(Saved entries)
-*-
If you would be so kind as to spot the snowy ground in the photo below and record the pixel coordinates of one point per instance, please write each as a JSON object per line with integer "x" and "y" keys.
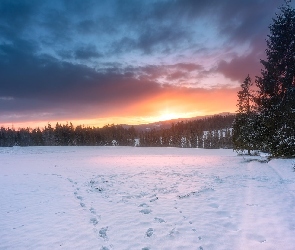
{"x": 144, "y": 198}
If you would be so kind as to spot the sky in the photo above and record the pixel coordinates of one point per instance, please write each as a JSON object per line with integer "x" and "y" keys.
{"x": 126, "y": 61}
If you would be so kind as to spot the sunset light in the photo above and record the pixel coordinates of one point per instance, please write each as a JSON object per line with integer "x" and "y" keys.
{"x": 121, "y": 63}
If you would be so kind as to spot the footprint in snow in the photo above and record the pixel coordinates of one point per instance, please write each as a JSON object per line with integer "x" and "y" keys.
{"x": 149, "y": 232}
{"x": 145, "y": 211}
{"x": 94, "y": 221}
{"x": 103, "y": 232}
{"x": 160, "y": 220}
{"x": 92, "y": 210}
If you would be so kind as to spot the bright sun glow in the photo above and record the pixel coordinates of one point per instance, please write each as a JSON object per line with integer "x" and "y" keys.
{"x": 168, "y": 116}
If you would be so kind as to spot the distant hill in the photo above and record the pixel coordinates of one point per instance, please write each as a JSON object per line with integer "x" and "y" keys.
{"x": 168, "y": 123}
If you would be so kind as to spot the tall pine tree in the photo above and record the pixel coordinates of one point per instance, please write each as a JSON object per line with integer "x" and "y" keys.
{"x": 243, "y": 134}
{"x": 276, "y": 99}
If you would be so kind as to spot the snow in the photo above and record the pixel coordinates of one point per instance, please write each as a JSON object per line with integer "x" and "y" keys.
{"x": 144, "y": 198}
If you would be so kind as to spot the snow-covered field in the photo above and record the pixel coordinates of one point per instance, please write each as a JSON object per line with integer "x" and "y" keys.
{"x": 144, "y": 198}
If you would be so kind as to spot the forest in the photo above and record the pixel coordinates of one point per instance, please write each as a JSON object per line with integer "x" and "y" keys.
{"x": 209, "y": 132}
{"x": 265, "y": 120}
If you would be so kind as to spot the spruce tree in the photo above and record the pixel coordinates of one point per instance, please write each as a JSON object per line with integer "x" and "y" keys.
{"x": 243, "y": 134}
{"x": 276, "y": 100}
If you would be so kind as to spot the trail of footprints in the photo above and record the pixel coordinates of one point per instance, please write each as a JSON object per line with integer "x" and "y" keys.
{"x": 145, "y": 209}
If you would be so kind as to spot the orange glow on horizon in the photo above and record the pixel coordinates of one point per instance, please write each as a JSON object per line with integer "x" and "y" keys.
{"x": 170, "y": 104}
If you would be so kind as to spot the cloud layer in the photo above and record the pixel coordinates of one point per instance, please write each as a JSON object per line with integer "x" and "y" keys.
{"x": 91, "y": 59}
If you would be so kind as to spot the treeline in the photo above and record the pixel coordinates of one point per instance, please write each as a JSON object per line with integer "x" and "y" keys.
{"x": 266, "y": 113}
{"x": 213, "y": 132}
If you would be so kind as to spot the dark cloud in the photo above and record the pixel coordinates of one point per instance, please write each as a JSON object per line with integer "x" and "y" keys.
{"x": 62, "y": 56}
{"x": 87, "y": 52}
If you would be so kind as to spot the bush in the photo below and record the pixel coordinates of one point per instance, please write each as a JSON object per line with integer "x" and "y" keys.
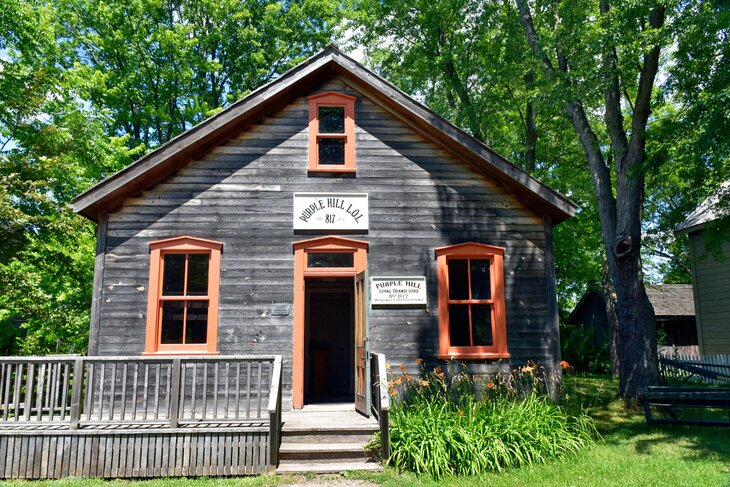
{"x": 439, "y": 427}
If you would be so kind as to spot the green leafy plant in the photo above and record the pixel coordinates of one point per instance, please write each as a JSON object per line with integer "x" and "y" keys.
{"x": 450, "y": 424}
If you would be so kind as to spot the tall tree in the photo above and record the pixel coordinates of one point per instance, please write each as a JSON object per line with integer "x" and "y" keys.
{"x": 585, "y": 48}
{"x": 161, "y": 66}
{"x": 463, "y": 58}
{"x": 51, "y": 146}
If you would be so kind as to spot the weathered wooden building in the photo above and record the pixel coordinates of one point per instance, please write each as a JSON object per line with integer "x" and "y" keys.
{"x": 711, "y": 271}
{"x": 253, "y": 233}
{"x": 673, "y": 308}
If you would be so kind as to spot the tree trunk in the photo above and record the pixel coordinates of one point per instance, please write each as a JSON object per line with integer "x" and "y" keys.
{"x": 637, "y": 331}
{"x": 610, "y": 296}
{"x": 530, "y": 128}
{"x": 620, "y": 214}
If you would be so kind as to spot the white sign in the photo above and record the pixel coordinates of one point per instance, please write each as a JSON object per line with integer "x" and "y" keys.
{"x": 331, "y": 211}
{"x": 398, "y": 290}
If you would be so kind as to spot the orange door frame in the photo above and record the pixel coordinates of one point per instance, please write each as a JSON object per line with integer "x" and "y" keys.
{"x": 329, "y": 244}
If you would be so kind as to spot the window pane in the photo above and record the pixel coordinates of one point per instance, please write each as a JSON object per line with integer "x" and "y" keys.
{"x": 480, "y": 288}
{"x": 332, "y": 151}
{"x": 172, "y": 322}
{"x": 198, "y": 274}
{"x": 174, "y": 275}
{"x": 458, "y": 279}
{"x": 331, "y": 120}
{"x": 459, "y": 325}
{"x": 481, "y": 325}
{"x": 196, "y": 330}
{"x": 330, "y": 260}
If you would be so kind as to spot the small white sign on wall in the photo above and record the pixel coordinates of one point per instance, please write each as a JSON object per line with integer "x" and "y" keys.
{"x": 331, "y": 211}
{"x": 398, "y": 290}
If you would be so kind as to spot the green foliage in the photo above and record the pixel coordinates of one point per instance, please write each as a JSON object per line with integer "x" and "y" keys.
{"x": 439, "y": 427}
{"x": 80, "y": 83}
{"x": 579, "y": 348}
{"x": 161, "y": 67}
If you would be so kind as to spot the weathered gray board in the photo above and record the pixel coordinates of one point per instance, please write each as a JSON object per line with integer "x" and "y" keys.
{"x": 241, "y": 194}
{"x": 44, "y": 454}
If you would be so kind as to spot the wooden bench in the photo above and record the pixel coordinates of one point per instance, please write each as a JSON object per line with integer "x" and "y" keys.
{"x": 677, "y": 402}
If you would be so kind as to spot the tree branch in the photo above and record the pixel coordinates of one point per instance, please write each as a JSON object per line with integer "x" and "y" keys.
{"x": 613, "y": 116}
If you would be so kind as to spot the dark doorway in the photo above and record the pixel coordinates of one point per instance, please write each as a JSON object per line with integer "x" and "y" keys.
{"x": 328, "y": 352}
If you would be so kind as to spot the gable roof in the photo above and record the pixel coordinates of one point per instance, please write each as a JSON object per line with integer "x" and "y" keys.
{"x": 671, "y": 299}
{"x": 668, "y": 300}
{"x": 178, "y": 152}
{"x": 709, "y": 210}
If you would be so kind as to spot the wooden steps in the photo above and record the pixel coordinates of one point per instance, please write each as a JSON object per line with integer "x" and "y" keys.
{"x": 326, "y": 439}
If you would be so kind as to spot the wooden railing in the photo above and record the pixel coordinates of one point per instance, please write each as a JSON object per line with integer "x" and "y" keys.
{"x": 163, "y": 391}
{"x": 708, "y": 369}
{"x": 381, "y": 399}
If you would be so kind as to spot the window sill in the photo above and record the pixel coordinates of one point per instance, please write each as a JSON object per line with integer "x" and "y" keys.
{"x": 331, "y": 170}
{"x": 473, "y": 356}
{"x": 180, "y": 353}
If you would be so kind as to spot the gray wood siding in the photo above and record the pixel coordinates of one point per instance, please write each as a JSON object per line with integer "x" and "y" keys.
{"x": 712, "y": 295}
{"x": 240, "y": 193}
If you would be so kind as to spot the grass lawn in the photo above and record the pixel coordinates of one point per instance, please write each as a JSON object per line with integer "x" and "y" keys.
{"x": 629, "y": 454}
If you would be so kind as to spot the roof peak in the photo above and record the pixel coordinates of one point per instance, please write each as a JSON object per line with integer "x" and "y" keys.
{"x": 330, "y": 61}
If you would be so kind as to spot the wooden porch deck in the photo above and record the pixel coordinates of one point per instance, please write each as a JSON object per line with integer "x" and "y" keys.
{"x": 140, "y": 417}
{"x": 136, "y": 417}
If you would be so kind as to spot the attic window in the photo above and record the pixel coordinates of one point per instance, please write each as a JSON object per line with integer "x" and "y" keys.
{"x": 332, "y": 133}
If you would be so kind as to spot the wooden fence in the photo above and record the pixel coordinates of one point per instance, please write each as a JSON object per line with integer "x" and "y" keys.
{"x": 714, "y": 363}
{"x": 138, "y": 416}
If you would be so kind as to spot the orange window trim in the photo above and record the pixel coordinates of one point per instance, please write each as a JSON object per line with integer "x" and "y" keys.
{"x": 473, "y": 250}
{"x": 301, "y": 271}
{"x": 331, "y": 98}
{"x": 182, "y": 245}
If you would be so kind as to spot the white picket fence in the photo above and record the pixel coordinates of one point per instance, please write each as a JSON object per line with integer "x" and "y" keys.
{"x": 715, "y": 363}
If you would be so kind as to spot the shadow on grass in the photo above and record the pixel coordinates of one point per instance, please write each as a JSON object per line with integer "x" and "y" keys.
{"x": 597, "y": 397}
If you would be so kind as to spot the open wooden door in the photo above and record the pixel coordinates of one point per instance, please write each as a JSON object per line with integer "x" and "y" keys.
{"x": 362, "y": 361}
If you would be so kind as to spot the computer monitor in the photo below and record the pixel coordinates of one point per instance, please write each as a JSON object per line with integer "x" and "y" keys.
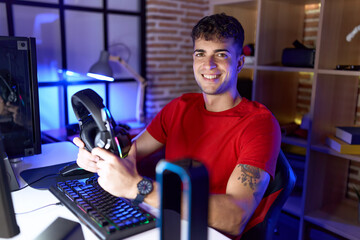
-*-
**Written exercise:** Gather every line in the records above that contains the string "roof" and copy each one in full. Case matters, so count only matches with that exact capitalization.

**Right answer:**
If you would be so kind as to spot the gable roof in the photo above and record the pixel coordinates of one point per instance, please write each as a JSON object per line with integer "x" and "y" keys.
If you would be so kind as to spot the roof peak in the photo above and record the pixel coordinates of one point per instance, please write each as a JSON object per line with integer "x" and "y" keys.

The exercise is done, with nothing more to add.